— Text passage —
━━━
20–24 Sept 2021
US/Pacific timezone

Containers and Checkpoint/Restore

Not scheduled
20m
Containers and Checkpoint/Restore MC Containers and Checkpoint/Restore MC

Description

The Containers and Checkpoint/Restore micro-conference brings together kernel developers, runtime maintainers, and developers working on container- and sandboxing related technologies in general to discuss current problems and agree on new features.

Both userspace and kernel related work is acceptable. The micro-conference targets the wider container ecosystem ideally with participants from all major container runtimes as well as init system developers.

Contributions to the micro-conference are expected to be problem statements, new use-cases, and feature proposals both in kernel- and userspace.

Last Year Summary

Last year’s edition of the Containers and Checkpoint/Restore micro-conference inspired several major achievements:

  • Discussion of outstanding problems even after the introduction of the openat2() syscall which did not guard against malicious procfs mounts and were considered a source of security issues led to multiple patches for hardening procfs and mount options with the most recent set targeting v5.13 merge window. More broadly, many discussions about proc-based hardening were the direct result of last year's session at the Containers and Checkpoint/Restore micro-conference.
━━━
— Exercise directions —
Using the Containers and Checkpoint/Restore micro-conference description, list every kind of contribution the micro-conference expects.
━━━
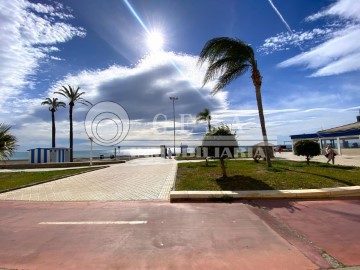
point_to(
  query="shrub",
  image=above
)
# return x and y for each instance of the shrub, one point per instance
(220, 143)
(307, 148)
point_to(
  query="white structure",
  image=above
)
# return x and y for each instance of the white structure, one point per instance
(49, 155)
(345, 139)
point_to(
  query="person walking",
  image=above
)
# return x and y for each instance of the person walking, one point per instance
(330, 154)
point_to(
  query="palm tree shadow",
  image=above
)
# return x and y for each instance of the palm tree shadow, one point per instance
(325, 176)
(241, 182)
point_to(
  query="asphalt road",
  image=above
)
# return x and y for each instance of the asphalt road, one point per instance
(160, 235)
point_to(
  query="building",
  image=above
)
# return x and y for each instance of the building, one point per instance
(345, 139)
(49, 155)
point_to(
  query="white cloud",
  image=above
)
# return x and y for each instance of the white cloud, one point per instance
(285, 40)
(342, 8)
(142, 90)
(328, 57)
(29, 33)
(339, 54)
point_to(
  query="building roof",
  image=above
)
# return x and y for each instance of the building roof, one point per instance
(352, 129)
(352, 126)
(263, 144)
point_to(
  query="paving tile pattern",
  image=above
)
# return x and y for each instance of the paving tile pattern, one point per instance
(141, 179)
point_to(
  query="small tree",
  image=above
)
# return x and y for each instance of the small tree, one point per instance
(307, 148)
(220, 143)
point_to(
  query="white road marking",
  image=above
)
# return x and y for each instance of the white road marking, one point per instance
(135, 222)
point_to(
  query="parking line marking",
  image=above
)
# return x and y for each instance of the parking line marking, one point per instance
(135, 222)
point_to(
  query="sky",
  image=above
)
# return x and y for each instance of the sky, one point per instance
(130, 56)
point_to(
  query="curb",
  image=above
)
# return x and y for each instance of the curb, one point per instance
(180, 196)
━━━
— Task response —
- Problem statements
- New use-cases
- Feature proposals (in both kernel and userspace)